PROBLEM REQUIREMENTS –
In the courtroom account, whose name did Cohen's attorney Steve Ryan disclose aloud after Wood's ruling?

SOURCE EXTRACT –
Cohen’s attorneys struggled to push back. “I think in the future this could affect people’s willingness to consult an attorney,” Steve Ryan said, to chuckles, the principle he was invoking clouded by the allegations surrounding his client.
Wood did something rarely seen in federal court: She ruled in favor of the press on the spot. Wood ordered that Cohen’s attorneys immediately disclose the name — aloud. The entire room held its collective breath. “The client’s name that is involved is Sean Hannity,” Ryan said hurriedly.
The familiar name was met with laughter and gasps; a few reporters bolted to the doorway, their headline in hand. Clifford, who looked bored and uncomfortable on a plastic folding chair, flashed a smile.

RECORDS PROVIDED –
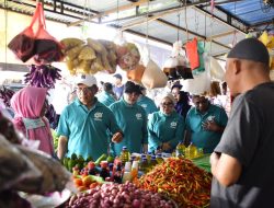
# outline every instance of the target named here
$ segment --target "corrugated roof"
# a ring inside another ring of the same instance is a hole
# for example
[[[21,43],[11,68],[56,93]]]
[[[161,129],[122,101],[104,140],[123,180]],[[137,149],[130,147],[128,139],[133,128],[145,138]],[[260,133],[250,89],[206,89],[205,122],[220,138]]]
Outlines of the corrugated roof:
[[[274,21],[274,5],[266,7],[263,0],[242,0],[221,4],[220,8],[250,26]]]

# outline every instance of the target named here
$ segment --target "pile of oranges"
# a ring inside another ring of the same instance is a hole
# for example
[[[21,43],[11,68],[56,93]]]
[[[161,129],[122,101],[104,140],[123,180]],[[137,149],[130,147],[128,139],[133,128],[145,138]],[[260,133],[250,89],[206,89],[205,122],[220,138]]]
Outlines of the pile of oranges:
[[[75,176],[73,183],[79,192],[83,192],[87,189],[92,189],[96,186],[101,186],[101,183],[94,181],[90,175],[79,175]]]

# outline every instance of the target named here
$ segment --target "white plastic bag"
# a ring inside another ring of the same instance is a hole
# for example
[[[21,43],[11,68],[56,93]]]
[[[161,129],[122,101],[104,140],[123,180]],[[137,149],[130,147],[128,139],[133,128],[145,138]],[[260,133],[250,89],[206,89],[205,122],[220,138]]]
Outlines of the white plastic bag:
[[[144,71],[141,83],[147,89],[164,88],[168,83],[168,77],[151,59]]]
[[[210,71],[213,80],[225,81],[225,69],[220,63],[212,56],[204,55],[205,68]]]
[[[208,69],[198,74],[193,74],[193,78],[182,81],[183,91],[191,94],[202,94],[210,90],[210,72]]]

COMPLETED TASK –
Sean Hannity